- [WRITTEN INSTRUCTION] Collect every line in the rows below that contains the word "picture", and copy each one without changes.

- [DATA SUPPLIED]
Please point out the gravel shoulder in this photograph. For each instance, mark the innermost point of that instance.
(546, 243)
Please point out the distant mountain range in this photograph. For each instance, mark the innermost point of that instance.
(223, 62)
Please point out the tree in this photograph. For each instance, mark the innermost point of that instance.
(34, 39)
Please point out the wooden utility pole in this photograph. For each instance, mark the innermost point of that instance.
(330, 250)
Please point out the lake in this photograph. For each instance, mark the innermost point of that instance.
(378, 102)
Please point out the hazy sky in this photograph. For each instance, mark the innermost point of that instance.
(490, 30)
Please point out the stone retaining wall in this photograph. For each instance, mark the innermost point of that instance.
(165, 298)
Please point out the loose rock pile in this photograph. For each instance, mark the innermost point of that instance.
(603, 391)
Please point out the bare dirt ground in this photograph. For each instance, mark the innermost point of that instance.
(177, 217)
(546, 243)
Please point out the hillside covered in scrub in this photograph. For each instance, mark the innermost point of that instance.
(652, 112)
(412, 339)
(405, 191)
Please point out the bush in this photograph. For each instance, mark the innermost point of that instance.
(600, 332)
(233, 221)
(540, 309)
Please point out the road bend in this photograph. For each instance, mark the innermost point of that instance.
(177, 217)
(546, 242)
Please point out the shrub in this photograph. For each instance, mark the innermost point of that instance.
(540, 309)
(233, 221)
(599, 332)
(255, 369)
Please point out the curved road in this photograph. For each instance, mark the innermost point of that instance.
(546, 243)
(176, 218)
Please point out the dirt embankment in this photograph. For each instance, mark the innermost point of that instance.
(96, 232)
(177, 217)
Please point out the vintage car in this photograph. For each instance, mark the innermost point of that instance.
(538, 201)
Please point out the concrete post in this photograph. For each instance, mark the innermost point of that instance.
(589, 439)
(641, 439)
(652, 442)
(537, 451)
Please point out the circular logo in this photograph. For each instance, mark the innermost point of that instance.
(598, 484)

* * *

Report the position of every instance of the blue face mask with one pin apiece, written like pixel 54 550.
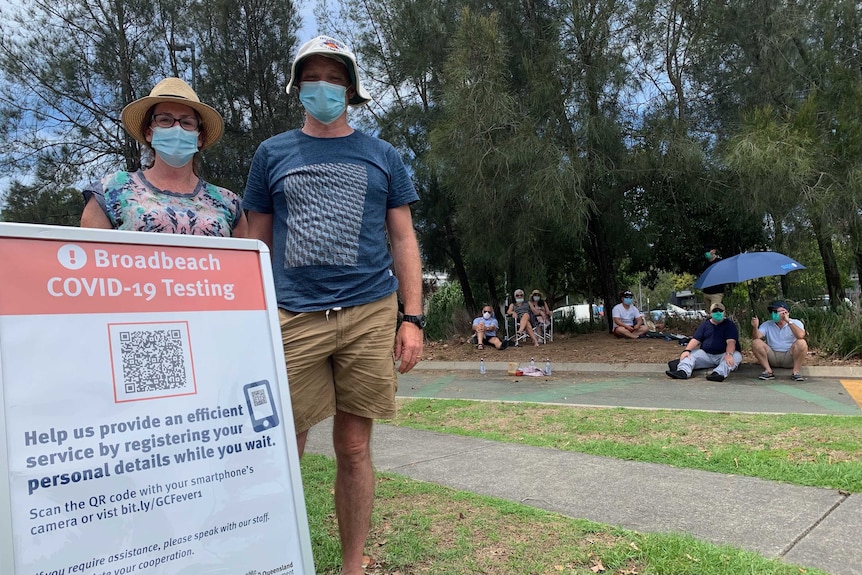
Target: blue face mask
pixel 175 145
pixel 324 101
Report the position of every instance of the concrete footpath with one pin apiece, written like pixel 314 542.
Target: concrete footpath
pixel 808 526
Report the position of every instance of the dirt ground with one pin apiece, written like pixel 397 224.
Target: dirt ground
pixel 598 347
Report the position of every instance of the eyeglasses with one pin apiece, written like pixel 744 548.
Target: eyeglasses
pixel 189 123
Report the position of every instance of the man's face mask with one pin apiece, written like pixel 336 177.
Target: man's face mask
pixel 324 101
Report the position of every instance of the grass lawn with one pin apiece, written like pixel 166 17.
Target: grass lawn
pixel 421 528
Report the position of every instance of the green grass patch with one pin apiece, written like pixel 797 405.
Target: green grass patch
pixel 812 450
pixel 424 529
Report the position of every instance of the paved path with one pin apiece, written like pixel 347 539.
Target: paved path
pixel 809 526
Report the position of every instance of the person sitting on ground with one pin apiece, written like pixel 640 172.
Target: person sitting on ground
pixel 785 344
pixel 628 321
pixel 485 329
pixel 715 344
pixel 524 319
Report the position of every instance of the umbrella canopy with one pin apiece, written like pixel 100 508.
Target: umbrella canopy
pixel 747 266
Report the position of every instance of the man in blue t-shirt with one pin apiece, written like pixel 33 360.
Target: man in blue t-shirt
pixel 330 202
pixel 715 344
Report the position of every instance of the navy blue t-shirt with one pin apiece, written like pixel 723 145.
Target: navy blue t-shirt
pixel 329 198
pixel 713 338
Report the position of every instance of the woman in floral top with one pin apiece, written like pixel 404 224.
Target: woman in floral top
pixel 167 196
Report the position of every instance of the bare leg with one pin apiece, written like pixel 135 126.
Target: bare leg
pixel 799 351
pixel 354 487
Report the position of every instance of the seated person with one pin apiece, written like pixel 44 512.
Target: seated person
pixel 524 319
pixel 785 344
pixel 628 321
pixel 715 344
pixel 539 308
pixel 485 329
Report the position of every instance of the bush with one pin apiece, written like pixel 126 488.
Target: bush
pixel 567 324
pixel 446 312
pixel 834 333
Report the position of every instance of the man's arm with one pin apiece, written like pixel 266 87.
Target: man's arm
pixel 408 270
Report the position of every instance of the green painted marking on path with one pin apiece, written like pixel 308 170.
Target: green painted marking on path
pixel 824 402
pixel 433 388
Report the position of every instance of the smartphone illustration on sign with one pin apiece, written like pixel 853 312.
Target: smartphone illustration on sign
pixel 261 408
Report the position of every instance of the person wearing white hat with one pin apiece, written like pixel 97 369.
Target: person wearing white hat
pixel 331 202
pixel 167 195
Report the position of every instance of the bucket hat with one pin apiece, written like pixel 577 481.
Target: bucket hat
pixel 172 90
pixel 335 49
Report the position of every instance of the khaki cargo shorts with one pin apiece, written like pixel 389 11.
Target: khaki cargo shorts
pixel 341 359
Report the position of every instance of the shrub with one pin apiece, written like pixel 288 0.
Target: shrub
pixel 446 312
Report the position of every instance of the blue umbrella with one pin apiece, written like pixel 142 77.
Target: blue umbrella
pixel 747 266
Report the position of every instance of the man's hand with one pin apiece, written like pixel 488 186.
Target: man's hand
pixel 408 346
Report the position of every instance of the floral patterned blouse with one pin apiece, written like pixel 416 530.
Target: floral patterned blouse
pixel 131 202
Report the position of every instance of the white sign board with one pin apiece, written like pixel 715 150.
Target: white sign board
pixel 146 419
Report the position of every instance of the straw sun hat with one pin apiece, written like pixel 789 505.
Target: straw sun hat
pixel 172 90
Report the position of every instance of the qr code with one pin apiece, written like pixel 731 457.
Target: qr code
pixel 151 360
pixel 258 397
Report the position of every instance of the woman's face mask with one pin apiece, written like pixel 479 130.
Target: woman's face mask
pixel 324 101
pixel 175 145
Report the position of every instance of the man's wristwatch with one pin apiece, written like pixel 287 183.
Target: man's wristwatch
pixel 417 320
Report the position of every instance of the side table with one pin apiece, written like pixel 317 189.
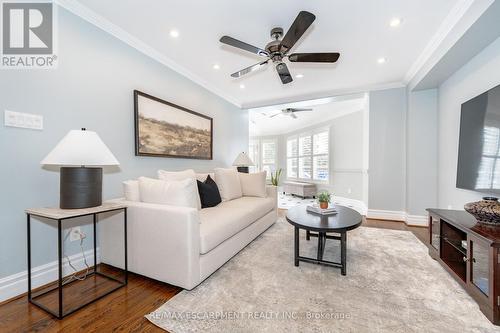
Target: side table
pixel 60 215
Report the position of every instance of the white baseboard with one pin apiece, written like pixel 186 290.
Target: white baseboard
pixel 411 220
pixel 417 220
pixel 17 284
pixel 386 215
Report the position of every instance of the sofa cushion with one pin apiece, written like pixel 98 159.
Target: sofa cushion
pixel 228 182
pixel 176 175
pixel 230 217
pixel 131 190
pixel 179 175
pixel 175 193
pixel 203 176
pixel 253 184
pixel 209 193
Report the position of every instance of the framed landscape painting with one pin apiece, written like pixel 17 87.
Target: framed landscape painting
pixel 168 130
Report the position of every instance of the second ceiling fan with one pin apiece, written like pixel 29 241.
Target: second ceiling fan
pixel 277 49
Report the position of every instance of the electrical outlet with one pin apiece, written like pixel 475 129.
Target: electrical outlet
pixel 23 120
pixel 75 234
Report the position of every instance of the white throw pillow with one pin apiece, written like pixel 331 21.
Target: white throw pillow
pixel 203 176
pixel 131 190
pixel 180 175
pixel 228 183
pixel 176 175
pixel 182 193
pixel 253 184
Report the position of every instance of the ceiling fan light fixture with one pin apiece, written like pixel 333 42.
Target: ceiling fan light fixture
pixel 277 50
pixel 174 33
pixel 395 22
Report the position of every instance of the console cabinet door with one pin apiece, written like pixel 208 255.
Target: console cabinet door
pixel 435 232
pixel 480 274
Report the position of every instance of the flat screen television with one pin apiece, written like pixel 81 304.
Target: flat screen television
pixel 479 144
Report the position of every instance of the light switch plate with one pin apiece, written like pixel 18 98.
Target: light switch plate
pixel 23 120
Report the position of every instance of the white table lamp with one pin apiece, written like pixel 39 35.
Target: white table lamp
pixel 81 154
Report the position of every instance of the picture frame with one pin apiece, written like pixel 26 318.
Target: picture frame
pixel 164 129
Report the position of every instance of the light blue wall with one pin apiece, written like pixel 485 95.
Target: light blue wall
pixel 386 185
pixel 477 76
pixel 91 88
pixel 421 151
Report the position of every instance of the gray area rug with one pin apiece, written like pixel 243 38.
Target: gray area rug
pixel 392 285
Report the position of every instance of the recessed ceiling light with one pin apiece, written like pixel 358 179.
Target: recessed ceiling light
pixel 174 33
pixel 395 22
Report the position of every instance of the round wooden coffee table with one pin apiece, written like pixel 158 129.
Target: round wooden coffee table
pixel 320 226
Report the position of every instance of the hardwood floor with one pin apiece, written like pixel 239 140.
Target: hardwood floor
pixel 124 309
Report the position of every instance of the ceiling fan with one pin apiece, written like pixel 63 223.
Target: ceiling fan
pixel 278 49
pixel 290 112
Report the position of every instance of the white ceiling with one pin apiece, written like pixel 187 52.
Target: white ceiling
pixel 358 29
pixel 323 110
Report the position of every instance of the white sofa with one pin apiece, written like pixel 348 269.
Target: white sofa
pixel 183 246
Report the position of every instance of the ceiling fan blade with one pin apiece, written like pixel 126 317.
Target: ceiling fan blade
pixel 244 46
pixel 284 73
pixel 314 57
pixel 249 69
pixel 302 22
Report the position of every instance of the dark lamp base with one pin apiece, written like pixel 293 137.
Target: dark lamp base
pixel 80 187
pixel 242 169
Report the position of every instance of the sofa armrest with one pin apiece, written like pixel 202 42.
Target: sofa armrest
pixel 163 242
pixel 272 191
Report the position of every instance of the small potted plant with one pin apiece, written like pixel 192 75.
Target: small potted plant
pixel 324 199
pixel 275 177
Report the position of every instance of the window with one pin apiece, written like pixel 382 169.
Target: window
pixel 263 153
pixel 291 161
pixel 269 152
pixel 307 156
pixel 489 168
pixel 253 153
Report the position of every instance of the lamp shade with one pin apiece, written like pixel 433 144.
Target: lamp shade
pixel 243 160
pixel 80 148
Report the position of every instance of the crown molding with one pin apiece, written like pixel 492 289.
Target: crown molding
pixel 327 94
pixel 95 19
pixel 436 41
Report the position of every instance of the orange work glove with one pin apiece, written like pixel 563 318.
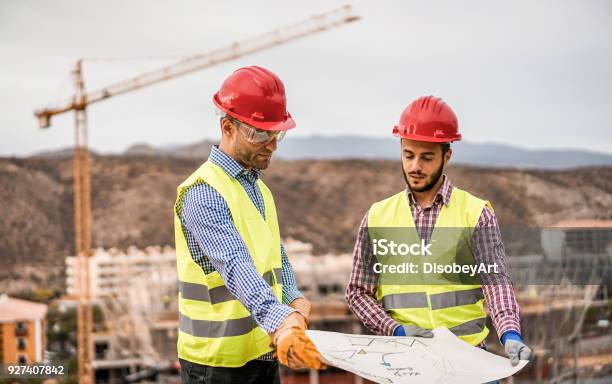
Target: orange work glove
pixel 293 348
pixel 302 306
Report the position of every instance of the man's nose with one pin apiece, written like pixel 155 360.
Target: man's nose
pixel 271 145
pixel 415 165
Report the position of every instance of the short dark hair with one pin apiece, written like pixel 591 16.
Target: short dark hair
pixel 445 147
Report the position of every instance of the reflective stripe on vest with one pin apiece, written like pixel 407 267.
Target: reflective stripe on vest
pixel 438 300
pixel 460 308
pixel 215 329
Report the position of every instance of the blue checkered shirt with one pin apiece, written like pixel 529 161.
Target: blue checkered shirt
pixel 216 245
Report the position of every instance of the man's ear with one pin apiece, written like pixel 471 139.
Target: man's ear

...

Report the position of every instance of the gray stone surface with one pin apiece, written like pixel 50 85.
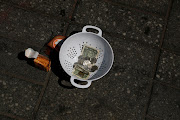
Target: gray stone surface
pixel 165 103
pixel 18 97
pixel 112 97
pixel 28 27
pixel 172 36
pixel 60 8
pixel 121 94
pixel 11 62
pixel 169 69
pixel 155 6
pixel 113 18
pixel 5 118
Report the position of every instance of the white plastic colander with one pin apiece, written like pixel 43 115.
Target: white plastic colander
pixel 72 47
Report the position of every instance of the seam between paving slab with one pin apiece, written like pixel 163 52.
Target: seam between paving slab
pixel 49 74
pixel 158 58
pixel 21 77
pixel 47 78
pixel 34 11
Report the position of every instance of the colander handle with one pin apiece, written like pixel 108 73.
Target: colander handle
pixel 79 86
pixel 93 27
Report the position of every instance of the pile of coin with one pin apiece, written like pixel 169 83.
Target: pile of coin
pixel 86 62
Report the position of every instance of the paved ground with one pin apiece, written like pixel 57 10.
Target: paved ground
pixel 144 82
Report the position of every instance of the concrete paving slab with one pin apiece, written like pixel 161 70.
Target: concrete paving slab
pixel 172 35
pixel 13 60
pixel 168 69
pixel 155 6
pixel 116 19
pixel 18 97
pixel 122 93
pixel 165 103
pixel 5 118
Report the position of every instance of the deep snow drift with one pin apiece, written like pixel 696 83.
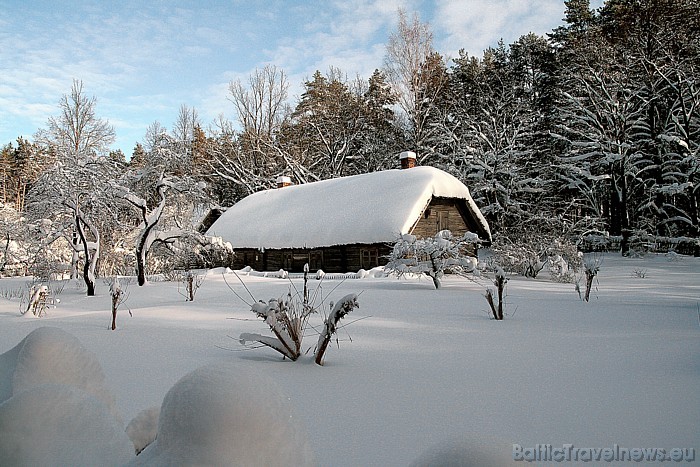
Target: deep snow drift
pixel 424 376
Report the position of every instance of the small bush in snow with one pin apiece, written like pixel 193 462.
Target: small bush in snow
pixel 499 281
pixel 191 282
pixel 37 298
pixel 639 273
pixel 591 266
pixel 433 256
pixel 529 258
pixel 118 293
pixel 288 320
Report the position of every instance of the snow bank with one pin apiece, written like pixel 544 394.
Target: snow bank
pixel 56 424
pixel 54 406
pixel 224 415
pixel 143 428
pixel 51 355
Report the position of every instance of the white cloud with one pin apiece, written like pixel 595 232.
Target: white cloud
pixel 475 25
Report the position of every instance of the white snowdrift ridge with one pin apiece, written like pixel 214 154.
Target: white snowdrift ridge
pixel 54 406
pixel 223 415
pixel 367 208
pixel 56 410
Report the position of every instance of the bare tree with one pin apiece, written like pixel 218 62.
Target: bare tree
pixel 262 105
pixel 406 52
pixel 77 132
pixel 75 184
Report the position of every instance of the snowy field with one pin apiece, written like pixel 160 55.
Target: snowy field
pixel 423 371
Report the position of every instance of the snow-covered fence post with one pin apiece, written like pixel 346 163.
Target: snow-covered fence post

- [SOLUTION TO THE EXERCISE]
Report the position of every instance of the picture frame with one pin apiece, written like pixel 26 318.
Target: picture frame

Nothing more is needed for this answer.